**RECORDS FOR THE TASK:**
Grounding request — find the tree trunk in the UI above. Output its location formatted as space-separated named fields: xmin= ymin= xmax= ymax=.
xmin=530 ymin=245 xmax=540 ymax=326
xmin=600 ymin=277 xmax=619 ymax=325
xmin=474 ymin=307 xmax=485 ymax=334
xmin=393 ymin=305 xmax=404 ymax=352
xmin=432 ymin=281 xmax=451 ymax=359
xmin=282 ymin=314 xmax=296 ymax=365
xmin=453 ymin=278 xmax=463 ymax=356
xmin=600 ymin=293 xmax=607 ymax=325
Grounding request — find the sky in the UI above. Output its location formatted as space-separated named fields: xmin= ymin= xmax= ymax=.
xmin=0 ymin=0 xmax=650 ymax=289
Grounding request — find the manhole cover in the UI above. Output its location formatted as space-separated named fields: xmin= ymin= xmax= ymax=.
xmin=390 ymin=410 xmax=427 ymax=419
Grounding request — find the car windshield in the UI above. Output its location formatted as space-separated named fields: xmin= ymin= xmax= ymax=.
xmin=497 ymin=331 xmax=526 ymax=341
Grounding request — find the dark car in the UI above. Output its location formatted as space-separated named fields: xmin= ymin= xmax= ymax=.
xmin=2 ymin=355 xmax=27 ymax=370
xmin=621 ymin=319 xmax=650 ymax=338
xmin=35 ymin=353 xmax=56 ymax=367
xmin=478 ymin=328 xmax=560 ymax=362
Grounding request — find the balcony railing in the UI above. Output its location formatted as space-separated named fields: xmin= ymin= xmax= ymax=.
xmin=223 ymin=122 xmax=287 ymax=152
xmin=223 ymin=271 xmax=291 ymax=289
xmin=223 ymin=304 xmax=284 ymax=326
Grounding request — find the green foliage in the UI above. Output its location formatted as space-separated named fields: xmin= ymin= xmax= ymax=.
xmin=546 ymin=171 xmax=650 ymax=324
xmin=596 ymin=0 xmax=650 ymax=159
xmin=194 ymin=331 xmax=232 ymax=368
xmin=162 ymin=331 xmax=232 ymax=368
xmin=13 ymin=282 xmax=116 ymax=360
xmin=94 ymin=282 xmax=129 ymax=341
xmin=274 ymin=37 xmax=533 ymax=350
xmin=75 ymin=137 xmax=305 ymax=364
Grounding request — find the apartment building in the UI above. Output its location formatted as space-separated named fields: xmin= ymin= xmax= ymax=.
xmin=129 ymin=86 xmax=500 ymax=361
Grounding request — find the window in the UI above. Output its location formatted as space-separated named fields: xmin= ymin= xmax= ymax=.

**TASK GOAL:** Copy the material above, line for line.

**ANSWER TO THE EXERCISE:**
Grounding request — find the tree trunk in the UI above. Output its location formatted as space-separated named fields: xmin= ymin= xmax= ymax=.
xmin=530 ymin=245 xmax=540 ymax=326
xmin=600 ymin=277 xmax=619 ymax=325
xmin=474 ymin=307 xmax=485 ymax=334
xmin=393 ymin=305 xmax=404 ymax=352
xmin=432 ymin=281 xmax=451 ymax=359
xmin=282 ymin=314 xmax=296 ymax=365
xmin=453 ymin=278 xmax=463 ymax=356
xmin=600 ymin=293 xmax=607 ymax=325
Grounding request — find the sky in the UI above. Output its location formatted as space-separated named fields: xmin= ymin= xmax= ymax=.
xmin=0 ymin=0 xmax=650 ymax=289
Grounding request — find the manhole cover in the UI above. Output its location formatted as space-separated named fields: xmin= ymin= xmax= ymax=.
xmin=390 ymin=410 xmax=427 ymax=419
Grounding request — find the car windshield in the UI above. Output its location formatted as space-separated named fields: xmin= ymin= xmax= ymax=.
xmin=497 ymin=331 xmax=526 ymax=341
Grounding request — find the dark car in the UI above. Output its location formatted as space-separated named fields: xmin= ymin= xmax= ymax=.
xmin=2 ymin=355 xmax=27 ymax=370
xmin=621 ymin=319 xmax=650 ymax=338
xmin=35 ymin=353 xmax=56 ymax=367
xmin=478 ymin=328 xmax=560 ymax=362
Grounding request — find the balcony railing in the UI above. Output its location formatted as space-separated named fields: xmin= ymin= xmax= ymax=.
xmin=223 ymin=122 xmax=287 ymax=152
xmin=223 ymin=271 xmax=291 ymax=289
xmin=223 ymin=304 xmax=284 ymax=326
Grounding request — find the green foliage in the UI above. Output its location formatted as space-separated named fields: xmin= ymin= xmax= ymax=.
xmin=546 ymin=171 xmax=650 ymax=324
xmin=596 ymin=0 xmax=650 ymax=159
xmin=194 ymin=331 xmax=232 ymax=368
xmin=162 ymin=331 xmax=232 ymax=368
xmin=13 ymin=282 xmax=116 ymax=360
xmin=94 ymin=282 xmax=129 ymax=341
xmin=274 ymin=37 xmax=533 ymax=350
xmin=75 ymin=137 xmax=305 ymax=364
Grounding request — find the apartment building in the UI above. Output its location formatted as space-separated named fields: xmin= ymin= xmax= ymax=.
xmin=129 ymin=86 xmax=500 ymax=361
Grounding request — find the window in the UI above. Output its location formatted as space-separated named fields: xmin= ymin= xmax= ymax=.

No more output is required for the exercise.